## START

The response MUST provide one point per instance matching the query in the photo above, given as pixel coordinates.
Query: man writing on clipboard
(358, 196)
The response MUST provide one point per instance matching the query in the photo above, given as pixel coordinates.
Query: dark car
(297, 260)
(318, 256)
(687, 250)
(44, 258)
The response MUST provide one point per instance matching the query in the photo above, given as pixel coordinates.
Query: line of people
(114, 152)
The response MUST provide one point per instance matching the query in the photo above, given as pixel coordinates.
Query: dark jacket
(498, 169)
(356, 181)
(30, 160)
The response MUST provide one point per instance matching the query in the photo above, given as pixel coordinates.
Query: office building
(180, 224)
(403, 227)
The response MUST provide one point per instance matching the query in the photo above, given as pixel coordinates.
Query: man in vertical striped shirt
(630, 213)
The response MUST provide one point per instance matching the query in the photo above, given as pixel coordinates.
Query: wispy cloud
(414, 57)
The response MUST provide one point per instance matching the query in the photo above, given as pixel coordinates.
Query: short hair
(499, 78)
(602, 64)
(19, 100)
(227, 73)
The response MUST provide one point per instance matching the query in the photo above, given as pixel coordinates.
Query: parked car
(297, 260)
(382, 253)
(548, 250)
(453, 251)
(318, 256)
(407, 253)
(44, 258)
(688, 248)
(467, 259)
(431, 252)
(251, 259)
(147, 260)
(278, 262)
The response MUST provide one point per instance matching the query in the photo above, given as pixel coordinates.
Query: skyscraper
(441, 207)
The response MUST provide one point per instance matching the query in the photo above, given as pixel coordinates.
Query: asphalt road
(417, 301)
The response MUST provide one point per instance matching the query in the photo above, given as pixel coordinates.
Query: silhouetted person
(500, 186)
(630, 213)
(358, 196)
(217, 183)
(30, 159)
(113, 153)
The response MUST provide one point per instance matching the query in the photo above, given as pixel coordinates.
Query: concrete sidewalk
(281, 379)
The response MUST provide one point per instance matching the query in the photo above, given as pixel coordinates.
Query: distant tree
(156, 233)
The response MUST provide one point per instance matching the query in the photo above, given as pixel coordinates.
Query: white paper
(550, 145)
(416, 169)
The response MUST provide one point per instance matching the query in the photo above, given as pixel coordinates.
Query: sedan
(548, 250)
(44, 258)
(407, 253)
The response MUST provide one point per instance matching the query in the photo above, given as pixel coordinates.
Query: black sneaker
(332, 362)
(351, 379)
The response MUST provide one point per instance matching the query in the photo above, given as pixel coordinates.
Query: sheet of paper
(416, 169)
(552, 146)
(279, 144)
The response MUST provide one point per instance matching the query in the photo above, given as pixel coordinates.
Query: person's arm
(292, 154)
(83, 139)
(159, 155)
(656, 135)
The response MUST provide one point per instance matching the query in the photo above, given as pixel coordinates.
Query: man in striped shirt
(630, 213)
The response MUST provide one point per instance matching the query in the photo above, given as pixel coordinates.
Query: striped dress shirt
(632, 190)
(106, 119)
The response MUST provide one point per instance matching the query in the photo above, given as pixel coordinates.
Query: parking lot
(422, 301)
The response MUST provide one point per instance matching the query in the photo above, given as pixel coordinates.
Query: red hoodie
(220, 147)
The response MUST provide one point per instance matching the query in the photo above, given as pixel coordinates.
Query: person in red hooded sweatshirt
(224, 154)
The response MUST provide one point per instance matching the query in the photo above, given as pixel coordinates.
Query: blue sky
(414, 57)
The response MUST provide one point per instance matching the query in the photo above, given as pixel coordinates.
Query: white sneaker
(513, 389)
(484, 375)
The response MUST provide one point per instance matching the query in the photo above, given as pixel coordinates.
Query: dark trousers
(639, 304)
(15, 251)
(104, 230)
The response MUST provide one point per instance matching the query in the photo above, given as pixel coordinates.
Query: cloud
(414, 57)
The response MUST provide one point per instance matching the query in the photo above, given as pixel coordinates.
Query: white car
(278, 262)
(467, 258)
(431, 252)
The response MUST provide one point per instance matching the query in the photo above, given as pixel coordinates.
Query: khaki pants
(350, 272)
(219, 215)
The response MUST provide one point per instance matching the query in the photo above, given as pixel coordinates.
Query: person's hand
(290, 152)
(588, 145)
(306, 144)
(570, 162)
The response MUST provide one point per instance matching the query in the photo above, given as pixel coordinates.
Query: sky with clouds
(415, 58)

## END

- [TASK BRIEF]: Give a word-for-word copy of the records.

- [EXERCISE OUTPUT]:
The response MUST provide one point per instance matching the query in the photo above, given as pixel coordinates.
Query: man writing on clipboard
(358, 196)
The response MUST provide one point per instance matching the query in the photo above, given as pixel coordinates.
Query: dark car
(297, 260)
(318, 256)
(687, 250)
(44, 258)
The response MUST provide one point per instance matching the query in the photo above, given as pixel coordinates.
Query: line of people
(114, 152)
The response MUST provide one point per instance matching the query in the photo above, given as pixel coordinates.
Query: dark jacket
(498, 169)
(356, 181)
(30, 160)
The response MUST provide one point per instance matching the query in the photo above, given as pixel coordinates.
Query: office building
(180, 224)
(403, 227)
The response MUST provide one point per instance matching the query in the photo above, given as pixel coordinates.
Query: man in vertical striped shirt
(630, 213)
The response MUST provide one point per instance matching the query in the photo above, given as pixel coordinates.
Query: wispy cloud
(414, 57)
The response MUST provide one point per instance matching the query in the photo above, given as pixel coordinates.
Query: short hair
(499, 78)
(602, 64)
(19, 100)
(227, 73)
The response MUST provide one point per instance matching the query in the photo above, given as pixel coordinates.
Query: parked car
(297, 260)
(382, 253)
(548, 250)
(453, 251)
(318, 256)
(407, 253)
(44, 258)
(688, 248)
(467, 259)
(431, 252)
(251, 259)
(147, 260)
(278, 262)
The response MUST provide one point per instance matching the query in the photo above, given as pixel coordinates.
Query: skyscraper
(441, 207)
The response MUST provide one point per instance matching the query in the photo above, given as pixel coordinates.
Query: asphalt road
(417, 301)
The response MUST provide one point per instance matching the query in the photo above, given as pixel coordinates.
Query: silhouetted person
(500, 186)
(630, 213)
(358, 196)
(217, 183)
(30, 159)
(113, 153)
The response MUST provide one point per instance matching the query in the photo above, given as pixel coordinates.
Query: concrete sidewalk
(281, 379)
The response MUST provide one point per instance matching the query in the photo above, given as pixel coordinates.
Query: distant tree
(156, 233)
The response MUST provide one point per instance matching the query in the photo above, given as pixel coordinates.
Query: white paper
(550, 145)
(416, 169)
The response MUST provide one point per instance matching the query in the photo above, given as pixel coordinates.
Query: sedan
(548, 250)
(44, 258)
(407, 253)
The response MUST provide one point per instance matching the query in the photo above, given as pixel coordinates.
Query: black sneaker
(332, 362)
(351, 379)
The response MUST provide one point per instance matching the query in the photo above, given as pixel coordinates.
Query: sheet of paper
(416, 169)
(552, 146)
(279, 144)
The response MUST provide one point per instance matching the query in the photo above, given as pixel coordinates.
Query: person's arm
(292, 154)
(83, 139)
(159, 155)
(656, 135)
The response MUST provide one point per instance matching the query in the photo above, given as pixel coordinates.
Query: man in striped shirt
(630, 213)
The response MUST provide one point per instance matching the query in the photo above, given as pixel coordinates.
Query: striped dress shirt
(632, 190)
(106, 119)
The response MUST provide one point per instance matching the query in the photo above, given as pixel coordinates.
Query: parking lot
(422, 301)
The response MUST provide one point per instance matching the query in the photo above, given as pixel coordinates.
Query: red hoodie
(220, 147)
The response MUST provide one point per instance matching the query in the photo above, given as pixel coordinates.
Query: person in red hooded sweatshirt
(224, 154)
The response MUST provide one point per instance matching the query in the photo above, given as pixel coordinates.
Query: blue sky
(414, 57)
The response MUST provide one point per instance matching the query in the photo above, given as pixel coordinates.
Query: white sneaker
(513, 389)
(484, 375)
The response MUST provide one point per instance matching the query in the photo above, given as pixel coordinates.
Query: dark trousers
(639, 304)
(15, 251)
(104, 230)
The response MUST provide one point per instance matching the query in the photo above, given as pixel coordinates.
Query: cloud
(414, 57)
The response MUST provide one point per instance matching the query in the photo above, given as pixel coordinates.
Query: white car
(278, 262)
(467, 258)
(431, 252)
The response MUST provide one point per instance matching the query in the photo above, given as pixel coordinates.
Query: khaki pants
(350, 272)
(219, 215)
The response MUST provide one point per instance matching the query in the photo above, given as pixel coordinates.
Query: person's hand
(290, 152)
(588, 145)
(306, 144)
(570, 162)
The response MUST provide one point per instance matching the query in the photo above, given as pixel coordinates.
Query: sky with clouds
(415, 58)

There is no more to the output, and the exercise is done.